• [Page excerpt]

Members of the U.S. Senate are wranglingover what could eventually become one of the most consequential pieces of legislation to emerge from the financial crisis. Proposed by South Dakota Democrat Tim Johnson and Idaho Republican Mike Crapo, it would aim to replace Fannie Mae and Freddie Mac, the government behemoths that now dominate mortgage lending, with a system much more reliant on private investment.
Legislators looking to find common ground should keep one thing in mind: It's hard to know whether the private sector is ready to take on the responsibility that they intend to thrust upon it. A couple of tweaks would help increase the odds of success.
Most mortgage loans in the U.S. get financed in one of three ways: They stay on lenders' balance sheets; they're guaranteed by Fannie or Freddie and sold to investors as securities; or they're packaged into "private label" securities and sold to investors with no guarantee. Lending now depends almost entirely on the government-guaranteed channel, thanks largely to the spectacular failure of private-label securitization, which produced an abundance of toxic assets in part because intermediaries -- including the brokers and lenders who originated loans and the Wall Street investment banks that packaged and sold them -- had little incentive to care about the fates of borrowers or investors.

• [Dataset content]

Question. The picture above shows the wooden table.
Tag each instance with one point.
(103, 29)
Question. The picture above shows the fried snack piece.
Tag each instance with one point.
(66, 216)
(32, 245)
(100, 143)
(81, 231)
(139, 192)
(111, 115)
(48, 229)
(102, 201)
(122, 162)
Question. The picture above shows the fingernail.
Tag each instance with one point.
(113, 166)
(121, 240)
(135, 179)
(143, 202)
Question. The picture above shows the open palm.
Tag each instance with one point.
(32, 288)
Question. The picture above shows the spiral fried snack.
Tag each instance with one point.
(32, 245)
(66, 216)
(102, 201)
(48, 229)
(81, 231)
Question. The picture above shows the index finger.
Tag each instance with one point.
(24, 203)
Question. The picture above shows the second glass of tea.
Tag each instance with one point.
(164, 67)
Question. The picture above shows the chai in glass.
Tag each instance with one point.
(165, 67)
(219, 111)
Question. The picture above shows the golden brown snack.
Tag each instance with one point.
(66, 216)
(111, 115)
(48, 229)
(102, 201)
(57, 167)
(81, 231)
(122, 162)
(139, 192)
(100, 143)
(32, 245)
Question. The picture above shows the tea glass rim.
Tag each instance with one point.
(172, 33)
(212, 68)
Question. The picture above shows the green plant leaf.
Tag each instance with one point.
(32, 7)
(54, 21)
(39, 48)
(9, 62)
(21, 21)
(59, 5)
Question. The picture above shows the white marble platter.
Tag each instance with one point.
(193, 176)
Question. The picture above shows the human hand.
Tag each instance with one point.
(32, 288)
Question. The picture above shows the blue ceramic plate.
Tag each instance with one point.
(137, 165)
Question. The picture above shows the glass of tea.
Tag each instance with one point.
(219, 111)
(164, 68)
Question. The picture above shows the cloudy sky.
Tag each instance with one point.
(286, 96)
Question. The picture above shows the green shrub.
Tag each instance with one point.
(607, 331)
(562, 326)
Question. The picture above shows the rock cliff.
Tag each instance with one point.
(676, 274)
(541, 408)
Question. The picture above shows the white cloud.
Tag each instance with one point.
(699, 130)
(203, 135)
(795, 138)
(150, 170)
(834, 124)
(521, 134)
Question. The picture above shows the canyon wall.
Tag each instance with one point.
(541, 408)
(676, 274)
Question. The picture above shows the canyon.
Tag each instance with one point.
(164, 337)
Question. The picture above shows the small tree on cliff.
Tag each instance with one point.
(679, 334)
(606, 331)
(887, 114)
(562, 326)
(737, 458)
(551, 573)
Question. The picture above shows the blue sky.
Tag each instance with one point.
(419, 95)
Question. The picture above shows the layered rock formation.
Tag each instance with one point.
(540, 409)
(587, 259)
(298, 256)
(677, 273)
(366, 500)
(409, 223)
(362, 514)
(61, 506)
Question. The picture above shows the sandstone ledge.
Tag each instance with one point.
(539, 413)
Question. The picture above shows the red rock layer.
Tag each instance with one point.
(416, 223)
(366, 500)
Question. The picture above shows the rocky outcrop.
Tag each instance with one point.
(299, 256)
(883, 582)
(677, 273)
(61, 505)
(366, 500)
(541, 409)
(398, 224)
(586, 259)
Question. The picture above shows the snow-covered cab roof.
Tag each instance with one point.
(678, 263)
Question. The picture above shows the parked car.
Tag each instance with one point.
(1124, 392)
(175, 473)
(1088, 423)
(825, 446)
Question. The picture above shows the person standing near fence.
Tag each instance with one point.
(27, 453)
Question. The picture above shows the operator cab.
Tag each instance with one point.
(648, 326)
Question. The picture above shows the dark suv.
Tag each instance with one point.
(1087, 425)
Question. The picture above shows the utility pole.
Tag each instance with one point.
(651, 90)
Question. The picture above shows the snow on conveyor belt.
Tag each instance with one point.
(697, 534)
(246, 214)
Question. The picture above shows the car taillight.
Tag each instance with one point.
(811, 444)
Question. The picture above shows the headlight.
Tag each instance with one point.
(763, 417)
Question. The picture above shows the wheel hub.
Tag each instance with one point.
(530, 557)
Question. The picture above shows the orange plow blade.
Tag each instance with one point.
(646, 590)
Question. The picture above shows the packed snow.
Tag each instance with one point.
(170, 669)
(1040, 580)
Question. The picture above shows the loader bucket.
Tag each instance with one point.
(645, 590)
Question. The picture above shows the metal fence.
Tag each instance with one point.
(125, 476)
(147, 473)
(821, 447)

• [Aim of the task] Quote the passage on replacing Fannie Mae and Freddie Mac above from "Legislators looking to" up to and including "odds of success.".

• [Answer to this exercise]
Legislators looking to find common ground should keep one thing in mind: It's hard to know whether the private sector is ready to take on the responsibility that they intend to thrust upon it. A couple of tweaks would help increase the odds of success.